[Source extract]:
◆ ◆ ◆ ◆ ◆

In July 2004, a Durham, North Carolina family found what appeared to be a breaded, fried baby foot in a box of Banquet-brand chicken pieces bought at a local supermarket. But in this case, the family weren't pulling a scam. They legitimately found the object in the food. But thankfully, it wasn't a baby foot. The police identified the object as a piece of dough that a prankster at the Batesville chicken processing plant had carefully shaped to resemble a foot. Even toes and toenails had been sculpted. Then the faux foot had been breaded and fried. ConAgra, owner of the plant, said it had taken action to make sure nothing like that ever happened again.
On December 3, 2004 the BBC broadcast an interview with Jude Finisterra, who claimed to be a representative of Dow Chemical. The date was the 20th anniversary of the chemical disaster in Bhopal, and the BBC had sought out a representative from Dow to speak about the tragedy since Dow had inherited responsibility for the disaster via a corporate acquisition. During the interview, Mr. Finisterra shocked the BBC's audience when he said that not only had Dow decided to accept full responsibility for the incident, but that it was going to pay $12 billion in compensation to the victims. In response to the news, Dow's stock value promptly dropped. More…
Someone who falsely claims to have played an Oompa Loompa in the 1971 movie Willy Wonka and the Chocolate Factory. There were ten actors who performed as Oompa Loompas, and pretending to have been one of them is a way for a person of short stature to gain instant celebrity status. It's an easy lie to get away with since very few people know who any of the original Oompa Loompas were. So over the years there have been a number of cases of this deception. For example, in 2005 a Nevada man, Ezzy Dame, was exposed after having passed himself off as an Oompa Loompa for over 20 years. More info: BBC News
Two American students visiting Scotland claimed to have found an enormous tooth (possibly belonging to Nessie) lodged in the carcass of a deer along the shore of the loch. However, (so they said) a game warden almost immediately confiscated the tooth from them, though not before they got a few pictures of it. The students subsequently created a website to publicize their find and lobby for the return of the tooth. Animal experts identified the "tooth" from its picture as the antler of a roe muntjac deer. The website and accompanying story turned out to be a publicity stunt for a horror novel by Steve Alten titled The Loch. More…
Graffiti-artist Banksy surreptitiously hung one of his own paintings, a Warhol-style picture of a Tesco soup can, in New York's Museum of Modern Art. It remained there undetected for three days before the museum took it down. On the same day, Banksy also hung his own work at the Metropolitan Museum of Art, the American Museum of Natural History, and the Brooklyn Museum. Banksy later explained, "I thought some of [the paintings] were quite good. That's why I thought, you know, put them in a gallery." [Wooster Collective]
In March 2005, Anna Ayala claimed that she found a human finger in a bowl of chili ordered from a Wendy's restaurant in California. Her allegation received huge amounts of media attention and cost Wendy's over $1 million a day in lost sales. The company offered a $100,000 reward for any information about how the finger got into the chili. A police investigation eventually determined that the finger hadn't actually been cooked in the chili and had originally been attached to the hand of a man who worked with Ayala's husband at an asphalt company. Ayala and her husband subsequently pleaded guilty to conspiring to file a false claim. [wikipedia]
Four days before her wedding, Jennifer Wilbanks of Georgia disappeared, sparking a nationwide search for her. She reappeared three days later in Albuquerque, New Mexico claiming she had been kidnapped by a hispanic man and a "heavy set white female" who drove her to Albuquerque before releasing her. But during questioning by the police, Wilbanks eventually admitted that the abduction story was a lie. The truth was that she had fled Georgia, taking a greyhound bus to Albuquerque, "because of the pressures of the wedding" and because "the list of things she needed to get done and no time to do it made her feel overwhelmed." More…

JT LeRoy (Oct 2005)

◆ ◆ ◆ ◆ ◆

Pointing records

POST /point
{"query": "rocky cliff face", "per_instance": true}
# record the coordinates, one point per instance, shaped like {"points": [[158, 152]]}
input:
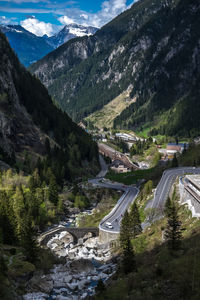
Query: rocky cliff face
{"points": [[27, 45], [29, 121], [17, 130], [153, 47], [69, 32], [30, 47]]}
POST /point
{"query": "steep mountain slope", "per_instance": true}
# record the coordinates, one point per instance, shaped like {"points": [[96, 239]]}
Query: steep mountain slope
{"points": [[69, 32], [27, 45], [152, 48], [28, 119]]}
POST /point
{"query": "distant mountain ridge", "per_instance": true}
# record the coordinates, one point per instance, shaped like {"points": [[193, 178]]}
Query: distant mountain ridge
{"points": [[151, 50], [30, 48], [69, 32], [28, 118]]}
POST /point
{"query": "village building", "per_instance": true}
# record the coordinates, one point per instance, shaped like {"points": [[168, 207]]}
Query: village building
{"points": [[119, 167]]}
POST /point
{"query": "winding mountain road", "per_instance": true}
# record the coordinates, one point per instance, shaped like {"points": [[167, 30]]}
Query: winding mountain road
{"points": [[130, 194], [115, 216], [165, 184]]}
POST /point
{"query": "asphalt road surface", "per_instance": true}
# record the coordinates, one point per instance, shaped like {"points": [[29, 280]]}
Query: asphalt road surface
{"points": [[115, 216], [165, 184]]}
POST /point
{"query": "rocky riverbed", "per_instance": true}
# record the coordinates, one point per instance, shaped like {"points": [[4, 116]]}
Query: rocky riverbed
{"points": [[88, 247], [86, 263]]}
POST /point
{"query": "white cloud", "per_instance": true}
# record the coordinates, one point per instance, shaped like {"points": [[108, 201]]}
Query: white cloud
{"points": [[39, 27], [109, 10], [6, 21], [84, 16], [66, 20]]}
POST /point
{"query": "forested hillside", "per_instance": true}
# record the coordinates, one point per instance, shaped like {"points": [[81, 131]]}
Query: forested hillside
{"points": [[33, 131], [151, 49]]}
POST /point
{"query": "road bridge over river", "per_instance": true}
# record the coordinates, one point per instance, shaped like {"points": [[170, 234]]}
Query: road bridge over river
{"points": [[76, 233]]}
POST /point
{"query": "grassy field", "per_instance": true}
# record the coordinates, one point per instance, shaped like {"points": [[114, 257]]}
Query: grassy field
{"points": [[106, 116], [133, 177], [108, 200]]}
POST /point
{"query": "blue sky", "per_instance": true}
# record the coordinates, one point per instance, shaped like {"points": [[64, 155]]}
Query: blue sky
{"points": [[49, 16]]}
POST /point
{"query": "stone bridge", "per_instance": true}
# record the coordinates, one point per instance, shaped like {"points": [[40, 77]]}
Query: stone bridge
{"points": [[77, 233]]}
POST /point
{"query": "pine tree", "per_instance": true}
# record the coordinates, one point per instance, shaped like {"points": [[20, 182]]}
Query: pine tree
{"points": [[128, 257], [173, 231], [100, 286], [125, 229], [135, 222], [168, 207], [174, 161], [53, 190]]}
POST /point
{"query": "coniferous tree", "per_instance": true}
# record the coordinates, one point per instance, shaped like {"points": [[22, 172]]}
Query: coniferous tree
{"points": [[174, 161], [135, 222], [173, 231], [168, 207], [125, 229], [100, 286], [128, 257]]}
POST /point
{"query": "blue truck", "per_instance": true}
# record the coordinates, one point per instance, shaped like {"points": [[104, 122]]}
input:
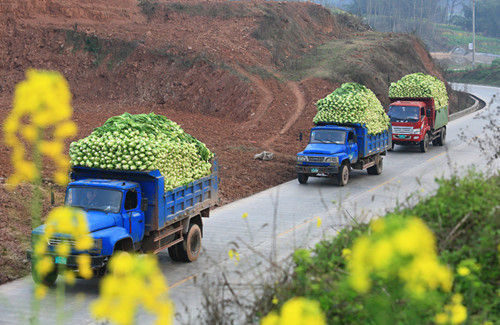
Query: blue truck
{"points": [[131, 211], [334, 149]]}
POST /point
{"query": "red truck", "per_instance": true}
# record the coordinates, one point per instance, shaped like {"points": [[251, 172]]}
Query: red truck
{"points": [[415, 121]]}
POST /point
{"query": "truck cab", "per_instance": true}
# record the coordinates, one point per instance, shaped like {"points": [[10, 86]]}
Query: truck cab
{"points": [[132, 211], [334, 149], [115, 217], [416, 122]]}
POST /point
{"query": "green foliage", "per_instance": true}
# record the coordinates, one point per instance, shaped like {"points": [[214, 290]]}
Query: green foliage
{"points": [[463, 214], [353, 103], [144, 142]]}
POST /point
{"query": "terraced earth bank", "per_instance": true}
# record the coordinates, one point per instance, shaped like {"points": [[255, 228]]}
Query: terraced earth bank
{"points": [[240, 76]]}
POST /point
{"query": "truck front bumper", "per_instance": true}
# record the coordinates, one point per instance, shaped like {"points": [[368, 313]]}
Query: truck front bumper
{"points": [[96, 261], [315, 170], [406, 139]]}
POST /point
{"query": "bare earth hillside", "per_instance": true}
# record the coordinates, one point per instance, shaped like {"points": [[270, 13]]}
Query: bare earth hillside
{"points": [[240, 76]]}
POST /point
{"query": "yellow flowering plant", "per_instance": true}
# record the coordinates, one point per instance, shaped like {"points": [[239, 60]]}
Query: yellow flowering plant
{"points": [[43, 100], [296, 311], [133, 281]]}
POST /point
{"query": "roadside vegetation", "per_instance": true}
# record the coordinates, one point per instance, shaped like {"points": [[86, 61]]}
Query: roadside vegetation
{"points": [[482, 74], [437, 262]]}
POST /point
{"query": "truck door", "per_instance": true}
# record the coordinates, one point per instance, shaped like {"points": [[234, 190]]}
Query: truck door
{"points": [[352, 147], [134, 217]]}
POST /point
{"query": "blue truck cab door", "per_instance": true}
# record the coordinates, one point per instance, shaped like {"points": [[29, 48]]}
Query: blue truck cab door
{"points": [[133, 215], [352, 147]]}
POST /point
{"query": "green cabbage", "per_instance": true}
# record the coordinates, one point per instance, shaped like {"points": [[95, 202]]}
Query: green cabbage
{"points": [[144, 142], [353, 103]]}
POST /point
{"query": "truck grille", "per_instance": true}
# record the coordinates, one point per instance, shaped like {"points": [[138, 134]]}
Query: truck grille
{"points": [[402, 129], [315, 159], [54, 241]]}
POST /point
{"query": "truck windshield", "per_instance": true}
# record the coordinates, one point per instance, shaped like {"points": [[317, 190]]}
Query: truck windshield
{"points": [[328, 136], [91, 198], [404, 113]]}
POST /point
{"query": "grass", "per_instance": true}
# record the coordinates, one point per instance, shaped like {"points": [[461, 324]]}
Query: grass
{"points": [[463, 214], [481, 74]]}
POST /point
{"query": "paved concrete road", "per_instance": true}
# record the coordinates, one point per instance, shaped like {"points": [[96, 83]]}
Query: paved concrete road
{"points": [[281, 219]]}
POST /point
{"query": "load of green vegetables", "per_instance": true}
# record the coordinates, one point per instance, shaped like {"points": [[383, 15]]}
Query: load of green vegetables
{"points": [[353, 103], [418, 85], [144, 142]]}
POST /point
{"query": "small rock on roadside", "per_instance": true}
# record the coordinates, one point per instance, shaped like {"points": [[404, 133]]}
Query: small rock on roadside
{"points": [[264, 155]]}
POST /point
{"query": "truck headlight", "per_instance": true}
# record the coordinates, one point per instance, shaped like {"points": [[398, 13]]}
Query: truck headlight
{"points": [[97, 247], [332, 160]]}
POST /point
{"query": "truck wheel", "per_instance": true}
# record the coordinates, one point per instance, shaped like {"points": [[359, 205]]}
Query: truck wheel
{"points": [[189, 249], [424, 144], [302, 178], [377, 168], [343, 175], [48, 280]]}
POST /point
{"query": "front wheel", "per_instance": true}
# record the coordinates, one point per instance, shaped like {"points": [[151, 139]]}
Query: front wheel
{"points": [[48, 280], [424, 144], [343, 175], [189, 249], [302, 178]]}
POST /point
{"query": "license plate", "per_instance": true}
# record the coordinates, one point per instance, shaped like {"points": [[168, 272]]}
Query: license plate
{"points": [[61, 260]]}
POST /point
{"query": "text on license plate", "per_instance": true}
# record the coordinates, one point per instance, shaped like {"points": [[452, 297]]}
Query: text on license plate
{"points": [[61, 260]]}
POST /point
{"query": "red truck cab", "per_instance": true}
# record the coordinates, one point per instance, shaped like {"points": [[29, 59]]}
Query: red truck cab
{"points": [[415, 121]]}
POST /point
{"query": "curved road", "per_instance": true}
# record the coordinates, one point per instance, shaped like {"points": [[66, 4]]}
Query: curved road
{"points": [[281, 219]]}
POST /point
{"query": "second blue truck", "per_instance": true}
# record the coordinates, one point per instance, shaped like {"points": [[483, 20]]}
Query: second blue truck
{"points": [[334, 149]]}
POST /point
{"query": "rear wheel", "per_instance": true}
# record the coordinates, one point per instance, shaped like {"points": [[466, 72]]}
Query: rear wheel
{"points": [[343, 175], [377, 168], [302, 178], [189, 249], [48, 280], [424, 144]]}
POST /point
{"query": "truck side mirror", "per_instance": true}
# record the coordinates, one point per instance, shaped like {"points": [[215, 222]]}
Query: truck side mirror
{"points": [[144, 204]]}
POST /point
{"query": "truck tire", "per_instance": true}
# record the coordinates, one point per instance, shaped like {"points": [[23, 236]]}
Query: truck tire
{"points": [[48, 280], [439, 141], [189, 249], [343, 175], [377, 168], [424, 144], [302, 178]]}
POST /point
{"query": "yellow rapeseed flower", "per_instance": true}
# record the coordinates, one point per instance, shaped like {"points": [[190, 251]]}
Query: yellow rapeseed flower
{"points": [[403, 248], [133, 281], [463, 271], [44, 100]]}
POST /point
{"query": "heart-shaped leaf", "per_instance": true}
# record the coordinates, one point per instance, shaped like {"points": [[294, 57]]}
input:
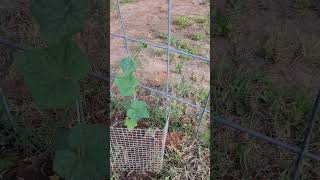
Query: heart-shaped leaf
{"points": [[127, 84], [128, 66], [59, 19], [137, 110], [52, 73], [130, 124], [84, 159]]}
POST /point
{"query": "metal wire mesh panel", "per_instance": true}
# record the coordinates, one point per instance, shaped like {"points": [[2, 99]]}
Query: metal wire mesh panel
{"points": [[137, 150]]}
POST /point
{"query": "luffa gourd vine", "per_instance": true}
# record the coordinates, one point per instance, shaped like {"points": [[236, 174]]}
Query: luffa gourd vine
{"points": [[52, 75]]}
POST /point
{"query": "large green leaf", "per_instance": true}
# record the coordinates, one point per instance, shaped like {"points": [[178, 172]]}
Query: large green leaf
{"points": [[52, 73], [137, 110], [130, 124], [59, 19], [127, 84], [128, 66], [85, 157]]}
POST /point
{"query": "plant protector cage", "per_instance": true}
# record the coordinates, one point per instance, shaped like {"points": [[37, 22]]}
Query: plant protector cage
{"points": [[137, 150], [142, 150]]}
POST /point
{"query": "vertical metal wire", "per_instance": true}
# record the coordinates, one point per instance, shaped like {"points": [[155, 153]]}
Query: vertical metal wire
{"points": [[311, 123], [202, 114], [5, 104], [122, 27], [168, 100], [125, 35]]}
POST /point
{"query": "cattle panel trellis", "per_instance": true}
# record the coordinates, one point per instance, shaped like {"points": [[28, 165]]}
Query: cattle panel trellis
{"points": [[302, 152]]}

◆ ◆ ◆ ◆ ◆

[Exercise requirements]:
a) Pick out each line of the entries that contains the string "riverbed" and copy those lines.
b) Carry on the list of hoaxes from the point where it stops.

[Answers to each task]:
a)
{"query": "rocky riverbed", "per_instance": true}
Query: rocky riverbed

b)
In 1994 a teenage boy called JT (or Jeremy "Terminator") LeRoy began to attract attention in the literary community. He published a few short stories, but he also aggressively reached out to other, older writers, communicating with them by phone, email, and fax. He was a sympathetic character — a transgendered, homosexual, drug-addicted, pathologically shy teenager who had been living on the streets, forced into a life of truck-stop prostitution by his mother. Writing seemed to offer a means for him to escape that life, and other writers strongly supported his efforts. In 1999 he published his first novel, Sarah, which was a critical... More…

Space Cadets (Dec 2005)

In 2005, the British television show "Space Cadets" pulled off the most expensive and elaborate hoax in English television history. More…
In December 2005, the German magazine Bild reported that Dr. Kajta Schneider, director of the State Art Museum of Moritzburg, when asked to identify the artist responsible for a painting, responded that it looked like the work of Guggenheim-Prize winner Ernst Wilhelm Nay, who is famous for using blotches of color. In reality, the canvas was the work of Bangi, a 31-year-old female chimpanzee from the Halle zoo. When her error was revealed to her, Dr. Schneider said, "I did think it looked a bit rushed." Banghi reportedly enjoyed painting, although her mate Satscho had a habit of destroying most of her works.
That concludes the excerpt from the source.